++++ MATERIAL TO PROCESS
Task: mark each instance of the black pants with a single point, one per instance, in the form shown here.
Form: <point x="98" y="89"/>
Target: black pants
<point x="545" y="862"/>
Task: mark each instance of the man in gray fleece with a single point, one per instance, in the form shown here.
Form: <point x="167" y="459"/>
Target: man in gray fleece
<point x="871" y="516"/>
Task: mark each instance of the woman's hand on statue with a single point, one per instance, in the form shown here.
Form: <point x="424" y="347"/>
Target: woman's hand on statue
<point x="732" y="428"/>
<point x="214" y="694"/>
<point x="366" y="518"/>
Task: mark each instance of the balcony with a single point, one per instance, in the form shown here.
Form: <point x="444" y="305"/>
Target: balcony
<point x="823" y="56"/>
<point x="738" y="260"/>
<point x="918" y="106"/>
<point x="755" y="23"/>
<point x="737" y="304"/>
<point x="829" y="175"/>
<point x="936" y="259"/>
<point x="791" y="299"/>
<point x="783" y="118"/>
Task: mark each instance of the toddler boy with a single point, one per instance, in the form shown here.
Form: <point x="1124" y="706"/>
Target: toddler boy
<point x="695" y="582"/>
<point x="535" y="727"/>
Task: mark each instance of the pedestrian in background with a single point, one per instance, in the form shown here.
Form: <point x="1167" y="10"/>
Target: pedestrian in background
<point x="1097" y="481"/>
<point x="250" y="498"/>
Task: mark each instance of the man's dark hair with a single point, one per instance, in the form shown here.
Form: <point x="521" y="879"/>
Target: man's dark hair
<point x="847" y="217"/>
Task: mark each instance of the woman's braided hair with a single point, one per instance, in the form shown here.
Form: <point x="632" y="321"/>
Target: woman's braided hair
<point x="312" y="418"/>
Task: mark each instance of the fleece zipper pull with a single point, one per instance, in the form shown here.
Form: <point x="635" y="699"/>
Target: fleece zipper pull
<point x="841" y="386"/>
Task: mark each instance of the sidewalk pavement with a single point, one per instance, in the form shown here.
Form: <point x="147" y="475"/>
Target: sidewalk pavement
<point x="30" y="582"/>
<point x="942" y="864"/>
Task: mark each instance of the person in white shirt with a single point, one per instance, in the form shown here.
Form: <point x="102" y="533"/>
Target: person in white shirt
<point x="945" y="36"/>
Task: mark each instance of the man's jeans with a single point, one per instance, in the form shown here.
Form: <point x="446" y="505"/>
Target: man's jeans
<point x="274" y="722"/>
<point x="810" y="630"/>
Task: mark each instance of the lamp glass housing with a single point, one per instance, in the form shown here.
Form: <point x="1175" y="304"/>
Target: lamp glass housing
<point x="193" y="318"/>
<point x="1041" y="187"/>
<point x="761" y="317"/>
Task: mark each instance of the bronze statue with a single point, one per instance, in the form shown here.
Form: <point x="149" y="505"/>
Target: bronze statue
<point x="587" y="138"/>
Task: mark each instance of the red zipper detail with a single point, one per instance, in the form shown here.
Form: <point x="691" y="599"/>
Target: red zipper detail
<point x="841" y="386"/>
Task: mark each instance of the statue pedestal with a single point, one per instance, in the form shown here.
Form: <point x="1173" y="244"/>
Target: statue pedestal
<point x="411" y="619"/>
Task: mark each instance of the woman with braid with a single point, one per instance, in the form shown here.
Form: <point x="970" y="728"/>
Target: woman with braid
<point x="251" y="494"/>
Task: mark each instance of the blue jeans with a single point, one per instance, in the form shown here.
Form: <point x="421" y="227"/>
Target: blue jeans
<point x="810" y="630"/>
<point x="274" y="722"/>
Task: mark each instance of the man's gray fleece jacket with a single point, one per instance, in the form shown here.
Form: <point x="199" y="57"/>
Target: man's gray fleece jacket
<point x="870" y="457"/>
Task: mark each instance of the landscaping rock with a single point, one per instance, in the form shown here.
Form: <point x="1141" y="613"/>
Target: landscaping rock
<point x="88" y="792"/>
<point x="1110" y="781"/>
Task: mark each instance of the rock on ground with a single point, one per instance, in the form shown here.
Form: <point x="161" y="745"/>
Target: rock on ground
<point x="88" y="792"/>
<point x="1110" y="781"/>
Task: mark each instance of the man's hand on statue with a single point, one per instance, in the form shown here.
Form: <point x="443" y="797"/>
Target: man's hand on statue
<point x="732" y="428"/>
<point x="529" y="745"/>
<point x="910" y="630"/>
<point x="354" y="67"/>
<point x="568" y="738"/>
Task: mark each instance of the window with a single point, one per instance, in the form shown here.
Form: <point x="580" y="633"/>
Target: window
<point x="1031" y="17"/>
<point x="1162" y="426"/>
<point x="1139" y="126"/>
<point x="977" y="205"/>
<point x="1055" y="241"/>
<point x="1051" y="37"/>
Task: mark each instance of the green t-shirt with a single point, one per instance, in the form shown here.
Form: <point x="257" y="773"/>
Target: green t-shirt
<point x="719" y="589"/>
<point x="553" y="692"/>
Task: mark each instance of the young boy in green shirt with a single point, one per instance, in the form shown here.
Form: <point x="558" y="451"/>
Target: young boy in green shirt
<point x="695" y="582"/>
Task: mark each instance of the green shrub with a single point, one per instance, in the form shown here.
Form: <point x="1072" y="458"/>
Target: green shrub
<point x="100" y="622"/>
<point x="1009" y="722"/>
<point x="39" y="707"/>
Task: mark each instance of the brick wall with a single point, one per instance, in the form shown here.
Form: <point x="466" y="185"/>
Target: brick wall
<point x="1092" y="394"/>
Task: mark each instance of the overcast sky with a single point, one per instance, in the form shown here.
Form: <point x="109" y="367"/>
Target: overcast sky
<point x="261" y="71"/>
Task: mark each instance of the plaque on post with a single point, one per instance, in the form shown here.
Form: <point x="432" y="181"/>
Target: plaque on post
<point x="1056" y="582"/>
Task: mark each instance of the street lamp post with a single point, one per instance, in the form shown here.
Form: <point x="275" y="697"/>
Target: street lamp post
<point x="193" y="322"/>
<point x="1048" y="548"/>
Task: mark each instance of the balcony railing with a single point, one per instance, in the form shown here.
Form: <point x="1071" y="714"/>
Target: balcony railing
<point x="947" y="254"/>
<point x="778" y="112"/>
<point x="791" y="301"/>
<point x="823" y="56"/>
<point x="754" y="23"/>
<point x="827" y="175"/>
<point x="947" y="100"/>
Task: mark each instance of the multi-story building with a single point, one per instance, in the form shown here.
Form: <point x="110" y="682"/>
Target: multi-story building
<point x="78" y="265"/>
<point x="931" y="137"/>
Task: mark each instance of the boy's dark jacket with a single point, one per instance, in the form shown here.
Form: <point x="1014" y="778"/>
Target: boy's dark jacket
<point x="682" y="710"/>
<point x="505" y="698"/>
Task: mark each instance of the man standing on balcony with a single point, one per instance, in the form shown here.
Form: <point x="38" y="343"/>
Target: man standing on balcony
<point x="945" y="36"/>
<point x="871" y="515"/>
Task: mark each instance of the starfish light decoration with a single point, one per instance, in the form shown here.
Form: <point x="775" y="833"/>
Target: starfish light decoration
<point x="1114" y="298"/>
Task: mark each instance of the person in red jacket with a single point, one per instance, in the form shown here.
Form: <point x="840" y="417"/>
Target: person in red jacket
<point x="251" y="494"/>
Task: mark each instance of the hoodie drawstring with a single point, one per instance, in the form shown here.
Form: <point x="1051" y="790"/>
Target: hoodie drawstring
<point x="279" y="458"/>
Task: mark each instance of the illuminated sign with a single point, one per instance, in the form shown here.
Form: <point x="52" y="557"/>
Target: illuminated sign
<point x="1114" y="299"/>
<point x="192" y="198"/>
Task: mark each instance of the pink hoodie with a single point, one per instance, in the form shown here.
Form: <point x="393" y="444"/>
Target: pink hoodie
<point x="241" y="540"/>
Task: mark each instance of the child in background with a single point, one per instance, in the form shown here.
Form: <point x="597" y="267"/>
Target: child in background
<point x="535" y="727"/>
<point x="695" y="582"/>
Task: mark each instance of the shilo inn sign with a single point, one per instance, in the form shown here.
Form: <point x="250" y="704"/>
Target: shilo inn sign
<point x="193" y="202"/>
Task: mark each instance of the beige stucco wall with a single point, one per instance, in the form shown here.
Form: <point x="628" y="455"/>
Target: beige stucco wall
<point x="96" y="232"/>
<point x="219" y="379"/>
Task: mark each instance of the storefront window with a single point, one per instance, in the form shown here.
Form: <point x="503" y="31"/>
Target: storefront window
++++++++
++++ MATERIAL TO PROCESS
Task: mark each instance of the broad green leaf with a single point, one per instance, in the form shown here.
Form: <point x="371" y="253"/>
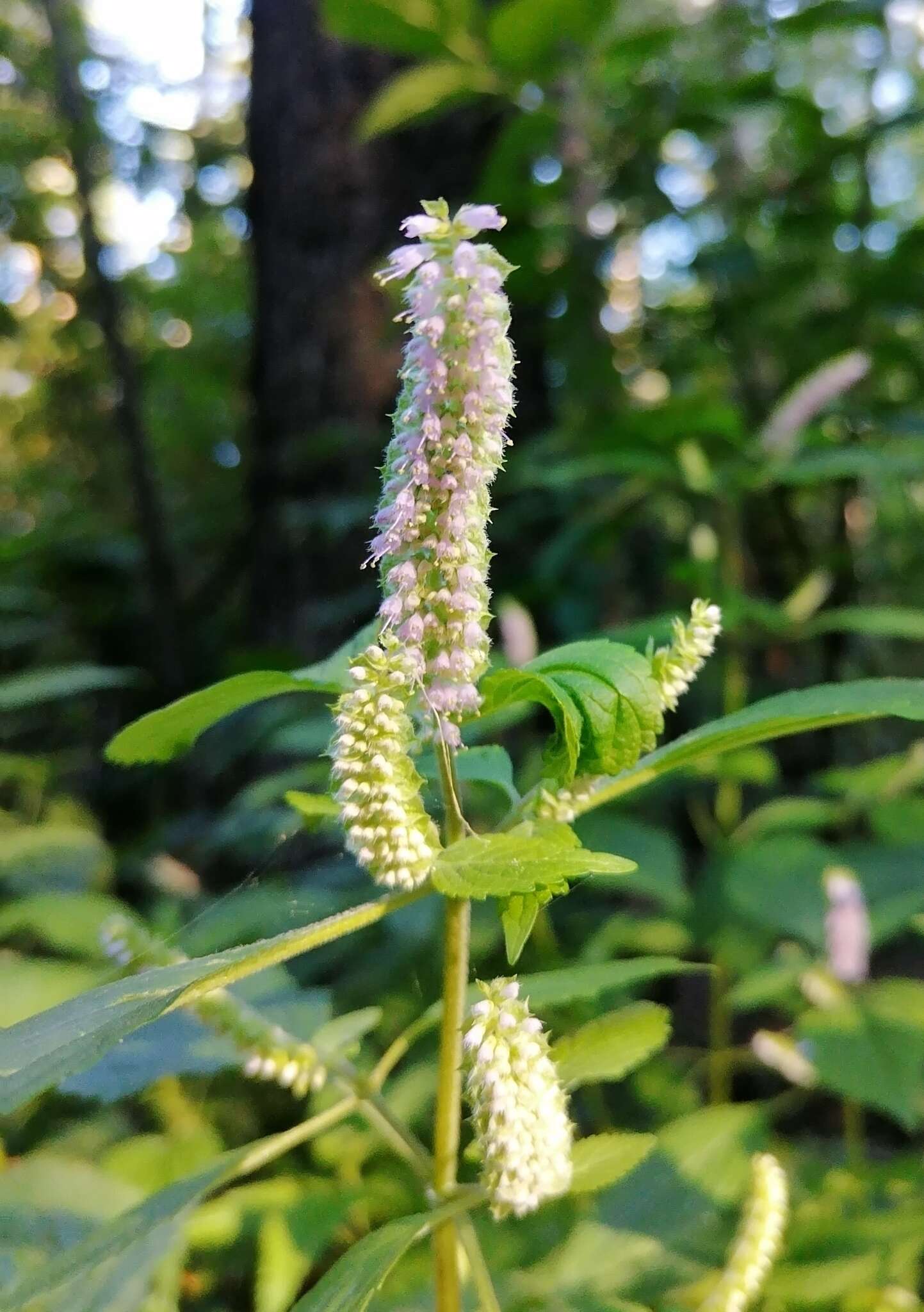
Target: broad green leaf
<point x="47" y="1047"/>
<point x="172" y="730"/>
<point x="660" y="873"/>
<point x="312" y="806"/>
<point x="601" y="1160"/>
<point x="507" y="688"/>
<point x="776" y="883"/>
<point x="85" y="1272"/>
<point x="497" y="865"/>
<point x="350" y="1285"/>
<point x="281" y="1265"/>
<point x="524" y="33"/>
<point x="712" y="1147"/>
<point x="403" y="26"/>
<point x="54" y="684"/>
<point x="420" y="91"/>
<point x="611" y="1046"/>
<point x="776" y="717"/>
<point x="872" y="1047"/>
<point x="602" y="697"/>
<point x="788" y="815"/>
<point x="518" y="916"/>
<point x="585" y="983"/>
++++++++
**WHAT THE TASK ASKS**. Print exactly the lines above from the one with "Task: mark each instance of the person in red" to the one with "Target: storefront window", including both.

**SOLUTION**.
Task: mark each instance of the person in red jacket with a single point, one per instance, in the form shown here.
Form: <point x="840" y="417"/>
Target: person in red jacket
<point x="251" y="494"/>
Task: mark each instance of the hoodie drawstring with a single point, one per instance, in the form shown here.
Form: <point x="1051" y="790"/>
Target: hoodie drawstring
<point x="279" y="458"/>
Task: mark each instance of the illuminated sign with a single point, one per instance, in the form shown here.
Form: <point x="52" y="557"/>
Target: illuminated sign
<point x="1114" y="299"/>
<point x="192" y="198"/>
Task: mark each instance of the pink hoodie with a single point, one per instance, in the form shown here.
Form: <point x="393" y="444"/>
Target: pink hoodie
<point x="241" y="540"/>
Task: mark each instance of the child in background with a single point, one per instance, in the form shown here.
Form: <point x="597" y="267"/>
Target: child in background
<point x="535" y="727"/>
<point x="695" y="582"/>
Task: mark each instance of the shilo inn sign with a single point, one per instance, in the form shown here.
Form: <point x="250" y="704"/>
Target: shilo inn sign
<point x="193" y="202"/>
Task: mark each instance of the beige stucco wall with a single point, one per instance, in the form shown here.
Form: <point x="628" y="455"/>
Target: beige stucco wall
<point x="96" y="232"/>
<point x="219" y="379"/>
Task: mark each instance of the storefront window with a single point, one per instance, in the form shown here.
Form: <point x="503" y="31"/>
Target: storefront window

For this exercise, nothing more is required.